Output the records exactly. Include every line.
— BEGIN —
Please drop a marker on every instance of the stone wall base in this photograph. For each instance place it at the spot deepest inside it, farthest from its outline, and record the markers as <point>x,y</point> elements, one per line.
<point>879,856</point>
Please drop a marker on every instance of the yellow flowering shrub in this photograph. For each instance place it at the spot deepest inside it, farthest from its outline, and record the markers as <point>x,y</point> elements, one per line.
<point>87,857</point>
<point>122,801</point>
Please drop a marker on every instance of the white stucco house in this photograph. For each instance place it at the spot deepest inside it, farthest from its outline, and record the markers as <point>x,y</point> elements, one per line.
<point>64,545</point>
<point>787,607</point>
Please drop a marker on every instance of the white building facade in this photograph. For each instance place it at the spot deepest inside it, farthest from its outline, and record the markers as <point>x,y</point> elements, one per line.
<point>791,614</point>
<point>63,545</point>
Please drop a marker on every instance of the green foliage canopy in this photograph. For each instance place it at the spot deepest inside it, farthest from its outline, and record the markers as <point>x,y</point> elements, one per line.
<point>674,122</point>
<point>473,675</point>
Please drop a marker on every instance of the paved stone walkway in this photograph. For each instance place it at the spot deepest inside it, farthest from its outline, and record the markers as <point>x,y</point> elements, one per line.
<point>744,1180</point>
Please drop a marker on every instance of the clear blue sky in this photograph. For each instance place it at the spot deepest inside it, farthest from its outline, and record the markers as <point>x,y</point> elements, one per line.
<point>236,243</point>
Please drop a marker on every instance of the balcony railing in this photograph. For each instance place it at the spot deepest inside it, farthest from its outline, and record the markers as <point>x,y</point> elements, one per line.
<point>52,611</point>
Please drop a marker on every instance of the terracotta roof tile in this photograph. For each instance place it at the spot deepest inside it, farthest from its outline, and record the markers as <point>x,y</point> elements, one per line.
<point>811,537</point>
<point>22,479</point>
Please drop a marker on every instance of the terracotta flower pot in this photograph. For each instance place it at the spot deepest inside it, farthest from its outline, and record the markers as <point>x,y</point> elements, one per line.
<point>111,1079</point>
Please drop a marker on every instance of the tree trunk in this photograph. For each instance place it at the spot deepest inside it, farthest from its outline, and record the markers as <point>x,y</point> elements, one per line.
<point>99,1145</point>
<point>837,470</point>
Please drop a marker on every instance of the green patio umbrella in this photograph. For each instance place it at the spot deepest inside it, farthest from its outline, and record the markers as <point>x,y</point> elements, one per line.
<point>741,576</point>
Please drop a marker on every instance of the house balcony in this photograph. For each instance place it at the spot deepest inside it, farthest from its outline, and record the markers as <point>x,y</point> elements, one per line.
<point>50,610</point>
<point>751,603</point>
— END —
:: Response for this exercise ::
Please drop a marker on every instance of the stone wall base in this photograph. For each instance place it at the spot deepest inside it, farthest from its outline, and record the markers as <point>x,y</point> elements, one per line.
<point>879,856</point>
Please drop a marker on every instance of the yellow flowering shrub in this photograph. For each instance place it at the spot deepest inside it, farthest from its outline, and record the markers as <point>x,y</point> elements, one per line.
<point>87,857</point>
<point>122,801</point>
Please drop a marker on every instance of the white stucco house in this photograph. For each instance place it at the spot deepest inside it, farthest from its outline, and record the markers as <point>x,y</point> elements, one per line.
<point>64,545</point>
<point>787,607</point>
Please drop a marker on every instance of the white building facade in this photograph. For each instance place it at the spot deepest inside it, farthest from its outline, and record the markers as <point>x,y</point> elements, one per line.
<point>791,614</point>
<point>63,545</point>
Please drop a marker on every instance of the green foliage canopy in this photograph. For each instance place it at the spot deepest inside it, farthest from its outline, and record the markers as <point>x,y</point> elements, one per line.
<point>674,122</point>
<point>473,675</point>
Please drop a marker on every instance of the paved stone walkway in this photograph. For each instance place it at the spot deepest inside it, farthest from its outline, and record the markers as <point>x,y</point> elements, one per line.
<point>744,1180</point>
Please drop a marker on every instance of the clear blue sky in this photograph. For each instance place it at the spot deepest inside it, farthest from its outline, and record the markers as <point>x,y</point> elements, one per line.
<point>236,243</point>
Please drop a marker on every instance of the balcony railing in this photograph. For each instance place it at the spot deepest inside it, farthest from its outline, and record the markers as <point>x,y</point> elements, one per line.
<point>52,611</point>
Please drop a marker on every instance of the terracotta roof tile in this photograph. For each instance place it at the spot deepest inside it, farthest from its outline, and record the markers as <point>x,y</point> elements, one per line.
<point>811,537</point>
<point>22,479</point>
Please drop a marker on every instance of the terracotta flower pot in this photograph. For each instance place it at the spot deepest inside it, farthest from its outline, and record the markers as <point>x,y</point> elements, one per line.
<point>111,1079</point>
Please drop a marker on every instance of the tree trunk in this photograph. For each instance place it at the spot deepest inside it, farthest from its outline, and record the markers as <point>x,y</point> elements, one per line.
<point>99,1145</point>
<point>837,470</point>
Please drop a marker on every instance of the green patio umbrella in this photograph. For each instance place it at the spot deepest inside it, farthest from its outline, and record the markers as <point>x,y</point> elements, one per line.
<point>741,576</point>
Please drop a marker on every instance of the house balcony in this photograph. For each instance place it at the spot deepest inside it, farthest from its outline, and record the markers as <point>x,y</point> elements, one per line.
<point>50,610</point>
<point>751,603</point>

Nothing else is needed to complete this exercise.